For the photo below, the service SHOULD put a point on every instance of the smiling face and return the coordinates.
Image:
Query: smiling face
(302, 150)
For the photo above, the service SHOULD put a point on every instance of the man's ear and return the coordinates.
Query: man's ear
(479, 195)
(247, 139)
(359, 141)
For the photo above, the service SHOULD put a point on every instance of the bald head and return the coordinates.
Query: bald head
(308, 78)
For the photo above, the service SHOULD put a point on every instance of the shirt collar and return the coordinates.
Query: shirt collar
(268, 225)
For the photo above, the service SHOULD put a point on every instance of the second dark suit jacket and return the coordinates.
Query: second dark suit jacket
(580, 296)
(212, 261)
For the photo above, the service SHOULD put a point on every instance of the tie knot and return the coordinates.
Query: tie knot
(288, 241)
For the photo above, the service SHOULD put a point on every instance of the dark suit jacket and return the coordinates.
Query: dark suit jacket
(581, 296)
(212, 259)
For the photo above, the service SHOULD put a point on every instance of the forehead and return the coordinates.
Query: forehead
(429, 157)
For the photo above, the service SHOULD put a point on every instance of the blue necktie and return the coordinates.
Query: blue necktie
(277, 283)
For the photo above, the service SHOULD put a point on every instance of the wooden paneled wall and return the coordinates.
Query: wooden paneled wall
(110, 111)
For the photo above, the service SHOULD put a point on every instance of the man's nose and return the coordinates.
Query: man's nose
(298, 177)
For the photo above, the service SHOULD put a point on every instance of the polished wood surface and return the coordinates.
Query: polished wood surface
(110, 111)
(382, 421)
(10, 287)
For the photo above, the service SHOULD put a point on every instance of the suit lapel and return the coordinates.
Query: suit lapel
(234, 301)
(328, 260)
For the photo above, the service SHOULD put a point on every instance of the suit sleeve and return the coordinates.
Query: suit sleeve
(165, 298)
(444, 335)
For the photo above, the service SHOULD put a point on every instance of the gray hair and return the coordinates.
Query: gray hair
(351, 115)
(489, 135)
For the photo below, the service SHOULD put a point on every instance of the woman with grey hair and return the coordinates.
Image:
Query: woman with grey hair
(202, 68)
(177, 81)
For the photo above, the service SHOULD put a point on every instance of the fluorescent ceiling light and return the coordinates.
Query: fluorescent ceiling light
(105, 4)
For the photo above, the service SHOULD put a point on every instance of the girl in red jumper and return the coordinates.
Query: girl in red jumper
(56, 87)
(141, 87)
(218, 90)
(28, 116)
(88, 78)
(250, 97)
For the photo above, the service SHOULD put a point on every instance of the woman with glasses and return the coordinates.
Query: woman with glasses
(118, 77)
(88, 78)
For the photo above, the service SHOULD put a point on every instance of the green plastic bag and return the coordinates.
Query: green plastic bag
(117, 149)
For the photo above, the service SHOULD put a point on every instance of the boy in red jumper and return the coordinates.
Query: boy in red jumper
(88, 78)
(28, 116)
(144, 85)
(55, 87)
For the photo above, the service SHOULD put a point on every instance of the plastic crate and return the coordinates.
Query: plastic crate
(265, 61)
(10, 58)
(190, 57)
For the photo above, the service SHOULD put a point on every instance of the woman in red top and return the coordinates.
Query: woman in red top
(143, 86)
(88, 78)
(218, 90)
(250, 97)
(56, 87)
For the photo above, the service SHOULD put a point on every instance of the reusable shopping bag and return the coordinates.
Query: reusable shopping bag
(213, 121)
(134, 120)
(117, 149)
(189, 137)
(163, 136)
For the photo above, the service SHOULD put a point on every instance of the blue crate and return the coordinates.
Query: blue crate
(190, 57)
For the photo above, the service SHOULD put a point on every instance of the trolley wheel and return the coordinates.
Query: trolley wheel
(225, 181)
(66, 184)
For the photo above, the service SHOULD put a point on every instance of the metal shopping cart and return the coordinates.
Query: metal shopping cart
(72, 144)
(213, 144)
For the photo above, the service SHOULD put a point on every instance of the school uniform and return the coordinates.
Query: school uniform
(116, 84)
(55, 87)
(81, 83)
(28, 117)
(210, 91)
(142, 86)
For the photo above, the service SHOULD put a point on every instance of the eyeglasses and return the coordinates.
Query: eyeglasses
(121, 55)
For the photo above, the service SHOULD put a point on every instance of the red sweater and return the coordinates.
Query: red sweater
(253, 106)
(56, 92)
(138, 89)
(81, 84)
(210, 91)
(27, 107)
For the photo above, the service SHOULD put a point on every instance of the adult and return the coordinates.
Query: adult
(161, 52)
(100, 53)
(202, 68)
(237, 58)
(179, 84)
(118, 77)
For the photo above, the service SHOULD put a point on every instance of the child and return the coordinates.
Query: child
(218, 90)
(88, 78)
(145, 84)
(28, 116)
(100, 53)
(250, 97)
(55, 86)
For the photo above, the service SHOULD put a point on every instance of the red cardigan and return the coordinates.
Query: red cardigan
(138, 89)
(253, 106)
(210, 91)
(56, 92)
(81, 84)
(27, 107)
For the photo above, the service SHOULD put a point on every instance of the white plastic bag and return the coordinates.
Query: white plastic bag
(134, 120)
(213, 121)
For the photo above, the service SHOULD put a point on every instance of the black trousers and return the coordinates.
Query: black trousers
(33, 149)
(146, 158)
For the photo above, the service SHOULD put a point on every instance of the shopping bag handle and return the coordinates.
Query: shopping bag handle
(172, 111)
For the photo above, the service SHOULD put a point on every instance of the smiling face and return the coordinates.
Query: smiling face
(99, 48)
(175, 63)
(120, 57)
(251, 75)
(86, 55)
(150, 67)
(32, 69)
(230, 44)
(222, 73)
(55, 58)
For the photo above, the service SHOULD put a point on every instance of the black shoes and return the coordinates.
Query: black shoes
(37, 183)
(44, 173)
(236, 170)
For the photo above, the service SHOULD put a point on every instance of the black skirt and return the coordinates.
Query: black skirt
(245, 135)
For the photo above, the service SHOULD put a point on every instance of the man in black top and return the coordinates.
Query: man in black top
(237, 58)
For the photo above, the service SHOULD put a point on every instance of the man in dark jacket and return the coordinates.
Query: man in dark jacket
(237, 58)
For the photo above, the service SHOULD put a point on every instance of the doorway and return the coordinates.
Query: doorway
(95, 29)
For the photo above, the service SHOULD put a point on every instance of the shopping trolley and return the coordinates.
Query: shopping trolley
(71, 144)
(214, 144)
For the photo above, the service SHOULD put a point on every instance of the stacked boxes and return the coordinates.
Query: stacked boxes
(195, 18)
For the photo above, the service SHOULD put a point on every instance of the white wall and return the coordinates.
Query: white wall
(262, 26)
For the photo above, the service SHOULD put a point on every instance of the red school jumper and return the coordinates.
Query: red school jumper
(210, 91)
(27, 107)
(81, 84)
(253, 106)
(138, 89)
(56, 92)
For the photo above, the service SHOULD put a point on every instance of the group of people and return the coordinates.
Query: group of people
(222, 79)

=-=-=

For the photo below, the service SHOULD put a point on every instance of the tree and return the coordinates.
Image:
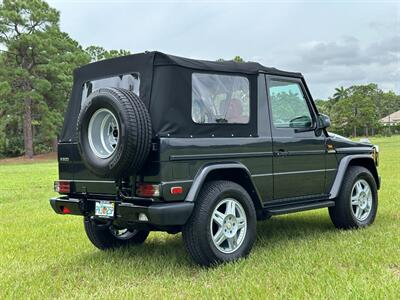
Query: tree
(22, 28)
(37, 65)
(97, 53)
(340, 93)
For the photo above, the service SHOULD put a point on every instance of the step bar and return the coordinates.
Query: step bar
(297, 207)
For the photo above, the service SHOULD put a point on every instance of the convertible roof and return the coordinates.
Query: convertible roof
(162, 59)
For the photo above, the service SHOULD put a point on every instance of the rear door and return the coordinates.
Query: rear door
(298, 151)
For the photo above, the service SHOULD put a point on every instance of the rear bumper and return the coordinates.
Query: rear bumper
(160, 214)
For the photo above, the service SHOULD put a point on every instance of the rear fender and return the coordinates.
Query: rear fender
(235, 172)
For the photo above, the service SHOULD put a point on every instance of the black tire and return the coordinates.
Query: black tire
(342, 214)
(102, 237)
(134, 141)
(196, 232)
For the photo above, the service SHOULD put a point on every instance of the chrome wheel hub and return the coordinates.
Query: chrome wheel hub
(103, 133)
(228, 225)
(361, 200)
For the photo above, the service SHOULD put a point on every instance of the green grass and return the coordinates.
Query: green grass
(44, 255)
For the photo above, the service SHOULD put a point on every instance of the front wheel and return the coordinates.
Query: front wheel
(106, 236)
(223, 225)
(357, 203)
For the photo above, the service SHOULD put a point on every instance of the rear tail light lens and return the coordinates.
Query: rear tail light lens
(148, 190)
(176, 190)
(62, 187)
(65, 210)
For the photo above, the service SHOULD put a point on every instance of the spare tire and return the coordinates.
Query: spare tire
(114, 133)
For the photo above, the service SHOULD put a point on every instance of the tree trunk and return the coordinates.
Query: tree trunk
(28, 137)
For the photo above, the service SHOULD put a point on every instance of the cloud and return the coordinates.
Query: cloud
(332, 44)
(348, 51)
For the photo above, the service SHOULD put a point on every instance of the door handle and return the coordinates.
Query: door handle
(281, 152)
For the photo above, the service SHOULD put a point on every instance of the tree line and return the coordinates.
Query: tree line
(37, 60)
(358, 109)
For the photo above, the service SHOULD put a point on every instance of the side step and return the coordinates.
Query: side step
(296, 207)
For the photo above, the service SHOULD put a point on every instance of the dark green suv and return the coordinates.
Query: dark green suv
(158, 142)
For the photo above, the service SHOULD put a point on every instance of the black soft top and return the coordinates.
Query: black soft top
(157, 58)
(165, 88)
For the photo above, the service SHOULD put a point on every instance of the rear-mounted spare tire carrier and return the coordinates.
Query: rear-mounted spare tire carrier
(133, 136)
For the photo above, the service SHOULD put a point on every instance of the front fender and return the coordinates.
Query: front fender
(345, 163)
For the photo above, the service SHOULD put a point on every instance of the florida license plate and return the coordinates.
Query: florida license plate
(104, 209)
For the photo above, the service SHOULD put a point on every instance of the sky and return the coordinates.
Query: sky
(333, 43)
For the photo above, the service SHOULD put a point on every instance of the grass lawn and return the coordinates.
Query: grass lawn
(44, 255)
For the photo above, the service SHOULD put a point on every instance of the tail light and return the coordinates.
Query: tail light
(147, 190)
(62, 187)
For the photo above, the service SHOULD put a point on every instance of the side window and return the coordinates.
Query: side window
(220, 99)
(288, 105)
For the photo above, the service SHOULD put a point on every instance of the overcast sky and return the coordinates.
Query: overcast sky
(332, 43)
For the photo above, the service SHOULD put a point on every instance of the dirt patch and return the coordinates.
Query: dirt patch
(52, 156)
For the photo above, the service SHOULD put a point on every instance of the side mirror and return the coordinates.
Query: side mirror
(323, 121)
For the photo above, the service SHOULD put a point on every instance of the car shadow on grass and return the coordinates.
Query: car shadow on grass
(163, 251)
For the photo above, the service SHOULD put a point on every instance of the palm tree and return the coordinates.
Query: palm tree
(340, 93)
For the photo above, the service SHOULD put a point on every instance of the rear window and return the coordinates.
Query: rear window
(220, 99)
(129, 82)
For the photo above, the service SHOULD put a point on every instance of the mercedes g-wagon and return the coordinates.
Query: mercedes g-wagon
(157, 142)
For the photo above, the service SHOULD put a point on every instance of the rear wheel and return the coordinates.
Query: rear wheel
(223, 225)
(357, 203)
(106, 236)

=-=-=

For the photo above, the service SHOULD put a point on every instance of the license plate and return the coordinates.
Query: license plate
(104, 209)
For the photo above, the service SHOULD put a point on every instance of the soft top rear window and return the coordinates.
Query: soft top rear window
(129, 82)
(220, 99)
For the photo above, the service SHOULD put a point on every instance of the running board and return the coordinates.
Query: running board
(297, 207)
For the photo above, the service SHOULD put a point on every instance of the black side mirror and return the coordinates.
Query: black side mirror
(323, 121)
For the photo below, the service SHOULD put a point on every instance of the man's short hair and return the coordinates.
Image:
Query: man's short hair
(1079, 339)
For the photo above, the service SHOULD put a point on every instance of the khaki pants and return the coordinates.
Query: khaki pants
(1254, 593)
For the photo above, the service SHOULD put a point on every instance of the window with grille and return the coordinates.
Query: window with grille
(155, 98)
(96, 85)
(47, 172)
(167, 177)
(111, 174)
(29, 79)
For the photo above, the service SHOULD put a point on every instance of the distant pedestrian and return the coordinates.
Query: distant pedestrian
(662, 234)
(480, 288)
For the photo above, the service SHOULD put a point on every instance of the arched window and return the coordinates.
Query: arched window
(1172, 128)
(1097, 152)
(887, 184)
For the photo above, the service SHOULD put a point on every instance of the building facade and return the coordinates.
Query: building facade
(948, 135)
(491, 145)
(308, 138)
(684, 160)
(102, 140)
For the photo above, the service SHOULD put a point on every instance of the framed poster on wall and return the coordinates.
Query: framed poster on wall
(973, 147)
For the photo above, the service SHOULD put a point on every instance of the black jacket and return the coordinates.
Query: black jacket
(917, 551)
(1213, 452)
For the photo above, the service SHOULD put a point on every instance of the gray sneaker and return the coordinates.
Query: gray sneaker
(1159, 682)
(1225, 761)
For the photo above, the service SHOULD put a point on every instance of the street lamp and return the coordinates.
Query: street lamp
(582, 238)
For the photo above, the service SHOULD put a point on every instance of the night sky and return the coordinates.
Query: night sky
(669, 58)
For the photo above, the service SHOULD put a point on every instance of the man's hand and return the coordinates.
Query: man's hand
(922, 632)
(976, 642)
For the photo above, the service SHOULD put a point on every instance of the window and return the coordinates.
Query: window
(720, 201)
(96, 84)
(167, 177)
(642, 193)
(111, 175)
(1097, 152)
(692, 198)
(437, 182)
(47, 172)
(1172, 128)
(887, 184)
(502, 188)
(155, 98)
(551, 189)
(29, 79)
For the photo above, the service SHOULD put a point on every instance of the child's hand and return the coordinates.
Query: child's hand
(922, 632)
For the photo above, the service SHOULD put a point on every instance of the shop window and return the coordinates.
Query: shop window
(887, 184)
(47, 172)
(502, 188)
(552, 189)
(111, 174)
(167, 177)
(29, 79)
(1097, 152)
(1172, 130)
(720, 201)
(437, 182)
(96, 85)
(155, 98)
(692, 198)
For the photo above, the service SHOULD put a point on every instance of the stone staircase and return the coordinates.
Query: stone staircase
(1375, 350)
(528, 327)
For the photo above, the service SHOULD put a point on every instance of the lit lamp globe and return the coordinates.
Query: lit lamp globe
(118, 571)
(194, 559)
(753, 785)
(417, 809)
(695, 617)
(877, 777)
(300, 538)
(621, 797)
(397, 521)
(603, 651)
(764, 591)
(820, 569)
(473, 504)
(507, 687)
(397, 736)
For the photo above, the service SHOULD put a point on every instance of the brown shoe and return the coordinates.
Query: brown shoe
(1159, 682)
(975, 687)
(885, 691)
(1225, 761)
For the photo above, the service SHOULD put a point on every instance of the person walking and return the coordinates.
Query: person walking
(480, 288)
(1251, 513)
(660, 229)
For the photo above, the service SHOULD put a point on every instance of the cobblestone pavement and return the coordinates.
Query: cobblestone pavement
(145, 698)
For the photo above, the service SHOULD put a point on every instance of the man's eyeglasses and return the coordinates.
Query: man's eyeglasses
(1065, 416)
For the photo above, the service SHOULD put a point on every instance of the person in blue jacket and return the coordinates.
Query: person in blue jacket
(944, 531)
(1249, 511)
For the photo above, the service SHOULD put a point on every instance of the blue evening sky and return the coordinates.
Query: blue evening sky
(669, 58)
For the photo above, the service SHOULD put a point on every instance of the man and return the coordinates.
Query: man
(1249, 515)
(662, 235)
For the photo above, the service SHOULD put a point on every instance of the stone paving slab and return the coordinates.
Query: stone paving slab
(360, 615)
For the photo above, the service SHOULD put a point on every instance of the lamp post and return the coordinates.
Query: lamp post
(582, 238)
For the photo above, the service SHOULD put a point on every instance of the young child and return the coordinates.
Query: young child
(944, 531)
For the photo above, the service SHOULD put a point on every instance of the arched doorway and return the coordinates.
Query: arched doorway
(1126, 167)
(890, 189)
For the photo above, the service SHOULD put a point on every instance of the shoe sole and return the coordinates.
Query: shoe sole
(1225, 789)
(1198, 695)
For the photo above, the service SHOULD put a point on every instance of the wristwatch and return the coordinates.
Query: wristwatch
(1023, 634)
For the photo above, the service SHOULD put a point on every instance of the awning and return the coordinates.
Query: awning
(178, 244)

=-=-=

■ **ASSIGNMENT**
Counting only lines that contain the word "below", state how many appear in the entries, and add nothing.

■ **FINAL ANSWER**
4